◆ **Problem description**: In this exercise, reproduce the whole listing exactly.

* * * * * * *

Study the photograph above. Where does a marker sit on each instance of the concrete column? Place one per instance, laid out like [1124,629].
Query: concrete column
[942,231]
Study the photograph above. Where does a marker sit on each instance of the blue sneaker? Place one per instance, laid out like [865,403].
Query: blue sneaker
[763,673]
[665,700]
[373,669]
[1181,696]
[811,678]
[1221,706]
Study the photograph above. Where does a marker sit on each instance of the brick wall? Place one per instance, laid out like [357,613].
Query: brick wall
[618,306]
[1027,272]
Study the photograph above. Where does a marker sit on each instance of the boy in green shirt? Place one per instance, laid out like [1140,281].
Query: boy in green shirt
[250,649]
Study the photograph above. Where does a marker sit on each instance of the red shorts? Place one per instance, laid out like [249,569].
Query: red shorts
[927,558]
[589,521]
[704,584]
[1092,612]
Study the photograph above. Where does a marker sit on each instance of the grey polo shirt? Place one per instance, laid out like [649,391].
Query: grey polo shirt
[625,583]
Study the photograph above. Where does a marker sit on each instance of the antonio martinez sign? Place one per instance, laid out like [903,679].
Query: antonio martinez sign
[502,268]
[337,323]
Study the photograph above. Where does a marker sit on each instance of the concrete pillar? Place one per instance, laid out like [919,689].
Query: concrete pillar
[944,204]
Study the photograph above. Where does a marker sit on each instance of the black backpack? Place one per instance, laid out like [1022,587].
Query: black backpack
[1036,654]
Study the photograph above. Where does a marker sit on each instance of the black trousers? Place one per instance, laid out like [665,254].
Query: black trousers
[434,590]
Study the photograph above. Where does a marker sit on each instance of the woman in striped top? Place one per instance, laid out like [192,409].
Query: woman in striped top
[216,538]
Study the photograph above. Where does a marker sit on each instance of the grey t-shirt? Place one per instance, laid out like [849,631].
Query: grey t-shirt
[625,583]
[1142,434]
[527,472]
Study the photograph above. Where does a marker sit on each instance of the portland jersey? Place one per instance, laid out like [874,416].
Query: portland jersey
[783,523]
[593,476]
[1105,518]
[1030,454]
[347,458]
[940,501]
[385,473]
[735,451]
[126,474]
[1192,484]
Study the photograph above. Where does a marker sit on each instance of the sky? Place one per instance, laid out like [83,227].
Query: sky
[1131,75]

* * * * * * *

◆ **Solution to the exercise**:
Study the photograph above. Where does a marker sit on each instance of the concrete column? Place one per instance, laid out like [1124,629].
Query: concrete column
[942,231]
Study the photograph above. Where does a marker sit on each instance of the blue sneaker? Place one per instance, laid out like [865,403].
Query: blue sneaker
[763,673]
[665,700]
[373,669]
[1181,696]
[811,678]
[1221,706]
Study the photograph above. Where does a marker sit on each instance of the brick wall? Place one per instance, laid out like [357,613].
Query: brick wall
[618,306]
[1027,272]
Study the photograph above. Where does a marker sit on each instance of the boy in green shirt? Place one per instance, laid out like [1140,281].
Query: boy in green shirt
[250,649]
Study the photograph above. Where does a marker sit on each instance of the red shorts? Place one per instance, laid out like [249,569].
Query: red shorts
[927,558]
[589,521]
[704,584]
[1092,612]
Study the photograph above. Where does a marker sit on each instance of the grey polo shirt? Place one per instance, laid out like [649,391].
Query: grey polo shirt
[625,583]
Study the photograph above. Where does a marker sit on each instance of the antonio martinez sign? Place one per instance, laid out like [903,679].
Query: antonio martinez sign
[502,268]
[337,323]
Study the photograph above. Where does a marker sit on each instance of the concrete pillar? Place one per instance, laid out like [919,689].
Query: concrete pillar
[944,204]
Study the photograph above. Where does a marker sit on each instance of the black backpack? Place one per instance, laid out like [1022,587].
Query: black backpack
[1036,654]
Study the photograph above. Where does a marker sit on each instance of the black trousers? Place one per instance, laid out like [665,254].
Query: black trousers
[434,590]
Study the photograph above. Where does a marker sit on each instance of the woman in striped top? Place one per instance, laid out like [192,409].
Query: woman in striped top
[216,538]
Study the photograph above. Where does a marker sit on each instance of the grey t-shirt? Place one per instance, laid out like [849,631].
Query: grey t-shirt
[625,583]
[1142,434]
[527,472]
Study the photograph above. Where does a marker sit on each instance of the portland jersey? Place one per instance, laid out like [874,416].
Query: portland jersey
[783,523]
[593,476]
[1105,518]
[1030,454]
[347,458]
[940,501]
[385,473]
[735,451]
[126,474]
[1192,484]
Study the photograph above. Where does a marker sit on each instance of the sky? Place one per instance, laid out like [83,227].
Query: sky
[1131,75]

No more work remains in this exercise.